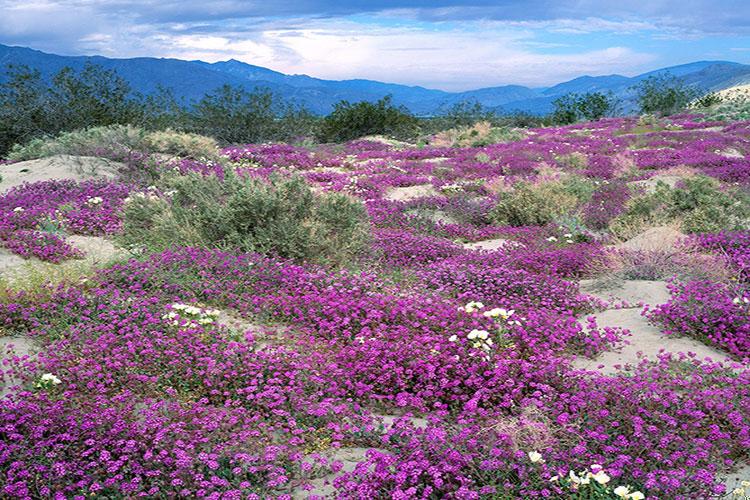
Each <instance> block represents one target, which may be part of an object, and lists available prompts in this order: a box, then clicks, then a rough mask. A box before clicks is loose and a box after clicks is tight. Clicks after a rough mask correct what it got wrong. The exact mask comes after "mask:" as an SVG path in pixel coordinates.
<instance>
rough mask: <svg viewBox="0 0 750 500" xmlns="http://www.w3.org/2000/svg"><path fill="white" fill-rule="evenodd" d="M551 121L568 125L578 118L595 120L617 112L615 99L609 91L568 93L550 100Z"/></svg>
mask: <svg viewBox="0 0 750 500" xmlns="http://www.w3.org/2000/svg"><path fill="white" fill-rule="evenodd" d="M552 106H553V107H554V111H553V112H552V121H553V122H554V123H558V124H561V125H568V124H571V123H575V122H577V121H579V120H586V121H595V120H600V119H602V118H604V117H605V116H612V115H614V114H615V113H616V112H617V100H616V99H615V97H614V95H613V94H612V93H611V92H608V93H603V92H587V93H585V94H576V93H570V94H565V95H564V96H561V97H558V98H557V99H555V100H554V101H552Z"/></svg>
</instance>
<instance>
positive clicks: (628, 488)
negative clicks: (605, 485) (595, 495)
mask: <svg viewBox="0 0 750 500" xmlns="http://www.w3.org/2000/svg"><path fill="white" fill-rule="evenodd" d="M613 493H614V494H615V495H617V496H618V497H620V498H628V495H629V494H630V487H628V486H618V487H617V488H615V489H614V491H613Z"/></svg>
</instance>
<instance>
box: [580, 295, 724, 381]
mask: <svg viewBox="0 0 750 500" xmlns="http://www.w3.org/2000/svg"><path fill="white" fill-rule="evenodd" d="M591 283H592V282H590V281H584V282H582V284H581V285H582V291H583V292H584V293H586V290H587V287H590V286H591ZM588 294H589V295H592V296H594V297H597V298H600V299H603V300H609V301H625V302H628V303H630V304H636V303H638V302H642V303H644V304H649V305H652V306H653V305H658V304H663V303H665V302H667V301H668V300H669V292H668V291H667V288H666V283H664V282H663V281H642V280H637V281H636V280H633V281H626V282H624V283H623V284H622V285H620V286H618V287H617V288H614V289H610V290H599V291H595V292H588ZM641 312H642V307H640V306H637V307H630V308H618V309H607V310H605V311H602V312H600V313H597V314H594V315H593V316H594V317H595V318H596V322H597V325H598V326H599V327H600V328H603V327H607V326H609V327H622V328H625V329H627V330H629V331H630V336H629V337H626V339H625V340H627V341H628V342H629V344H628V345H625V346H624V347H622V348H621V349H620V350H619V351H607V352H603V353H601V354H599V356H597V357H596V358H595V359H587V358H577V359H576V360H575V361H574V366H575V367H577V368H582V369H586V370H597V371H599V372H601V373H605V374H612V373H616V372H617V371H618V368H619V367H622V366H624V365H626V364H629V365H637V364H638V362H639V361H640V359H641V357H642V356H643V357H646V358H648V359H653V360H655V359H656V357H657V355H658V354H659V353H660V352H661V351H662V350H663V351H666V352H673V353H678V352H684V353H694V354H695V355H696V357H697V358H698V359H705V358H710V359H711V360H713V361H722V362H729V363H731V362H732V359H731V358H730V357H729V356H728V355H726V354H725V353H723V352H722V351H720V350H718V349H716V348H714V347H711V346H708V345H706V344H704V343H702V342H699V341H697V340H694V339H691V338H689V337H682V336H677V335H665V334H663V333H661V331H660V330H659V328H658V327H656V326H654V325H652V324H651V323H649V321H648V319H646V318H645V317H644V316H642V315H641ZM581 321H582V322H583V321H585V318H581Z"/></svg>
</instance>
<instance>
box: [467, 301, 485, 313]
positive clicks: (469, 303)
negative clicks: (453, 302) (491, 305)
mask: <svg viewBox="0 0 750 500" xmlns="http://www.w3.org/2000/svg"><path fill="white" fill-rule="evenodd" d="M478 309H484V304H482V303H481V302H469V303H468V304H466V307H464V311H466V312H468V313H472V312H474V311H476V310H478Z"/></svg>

::::

• **PROBLEM TO SOLVE**:
Show each line of the material above that contains the word "positive".

• **TASK RESPONSE**:
positive clicks: (628, 488)
positive clicks: (469, 303)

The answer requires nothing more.